[ABOUT THIS EXERCISE]: Type out every line below exactly as it reads.

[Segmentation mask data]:
Content starts
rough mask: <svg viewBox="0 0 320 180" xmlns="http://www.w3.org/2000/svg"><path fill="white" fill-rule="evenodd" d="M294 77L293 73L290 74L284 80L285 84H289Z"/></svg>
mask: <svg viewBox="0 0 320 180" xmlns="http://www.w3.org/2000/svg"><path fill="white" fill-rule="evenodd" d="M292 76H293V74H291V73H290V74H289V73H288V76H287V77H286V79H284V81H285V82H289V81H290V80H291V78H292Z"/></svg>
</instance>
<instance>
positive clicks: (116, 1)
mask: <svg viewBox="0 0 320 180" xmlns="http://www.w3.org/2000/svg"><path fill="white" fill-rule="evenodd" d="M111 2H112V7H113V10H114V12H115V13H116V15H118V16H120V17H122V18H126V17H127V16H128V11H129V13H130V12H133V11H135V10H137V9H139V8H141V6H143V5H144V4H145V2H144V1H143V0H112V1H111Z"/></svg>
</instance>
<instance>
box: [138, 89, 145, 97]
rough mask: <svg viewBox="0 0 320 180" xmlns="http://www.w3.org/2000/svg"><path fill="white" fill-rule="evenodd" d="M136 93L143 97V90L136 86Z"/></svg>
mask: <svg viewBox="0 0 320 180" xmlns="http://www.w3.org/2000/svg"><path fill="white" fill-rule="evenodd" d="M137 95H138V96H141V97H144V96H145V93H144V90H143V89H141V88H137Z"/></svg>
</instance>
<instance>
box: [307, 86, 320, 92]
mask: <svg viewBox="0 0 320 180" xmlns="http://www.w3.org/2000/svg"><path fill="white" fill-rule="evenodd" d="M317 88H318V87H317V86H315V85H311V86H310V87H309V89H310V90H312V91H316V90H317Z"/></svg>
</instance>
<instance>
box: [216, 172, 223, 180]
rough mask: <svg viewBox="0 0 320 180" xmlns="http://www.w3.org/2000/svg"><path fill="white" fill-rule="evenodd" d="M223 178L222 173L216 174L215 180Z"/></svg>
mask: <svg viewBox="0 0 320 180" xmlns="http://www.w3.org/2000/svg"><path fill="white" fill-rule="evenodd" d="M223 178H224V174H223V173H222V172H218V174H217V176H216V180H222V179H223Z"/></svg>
Content ends
[EXERCISE OUTPUT]:
rough mask: <svg viewBox="0 0 320 180" xmlns="http://www.w3.org/2000/svg"><path fill="white" fill-rule="evenodd" d="M294 77L293 73L290 74L284 80L285 84H289Z"/></svg>
mask: <svg viewBox="0 0 320 180" xmlns="http://www.w3.org/2000/svg"><path fill="white" fill-rule="evenodd" d="M292 76H293V74H291V73H290V74H289V73H288V76H287V77H286V79H284V81H285V82H289V81H290V80H291V78H292Z"/></svg>
</instance>
<instance>
positive clicks: (116, 1)
mask: <svg viewBox="0 0 320 180" xmlns="http://www.w3.org/2000/svg"><path fill="white" fill-rule="evenodd" d="M111 2H112V7H113V10H114V12H115V13H116V15H118V16H120V17H122V18H126V17H127V16H128V11H129V13H130V12H133V11H135V10H137V9H139V8H141V6H143V5H144V4H145V2H144V1H143V0H112V1H111Z"/></svg>
</instance>
<instance>
box: [138, 89, 145, 97]
rough mask: <svg viewBox="0 0 320 180" xmlns="http://www.w3.org/2000/svg"><path fill="white" fill-rule="evenodd" d="M136 93L143 97V90L136 86Z"/></svg>
mask: <svg viewBox="0 0 320 180" xmlns="http://www.w3.org/2000/svg"><path fill="white" fill-rule="evenodd" d="M137 95H138V96H141V97H144V96H145V93H144V90H143V89H141V88H137Z"/></svg>
</instance>
<instance>
box: [307, 86, 320, 92]
mask: <svg viewBox="0 0 320 180" xmlns="http://www.w3.org/2000/svg"><path fill="white" fill-rule="evenodd" d="M317 88H318V87H317V86H315V85H311V86H310V87H309V89H310V90H312V91H316V90H317Z"/></svg>
</instance>
<instance>
box: [216, 172, 223, 180]
rough mask: <svg viewBox="0 0 320 180" xmlns="http://www.w3.org/2000/svg"><path fill="white" fill-rule="evenodd" d="M223 178L222 173L216 174L215 180Z"/></svg>
mask: <svg viewBox="0 0 320 180" xmlns="http://www.w3.org/2000/svg"><path fill="white" fill-rule="evenodd" d="M223 178H224V174H223V173H222V172H218V174H217V176H216V180H222V179H223Z"/></svg>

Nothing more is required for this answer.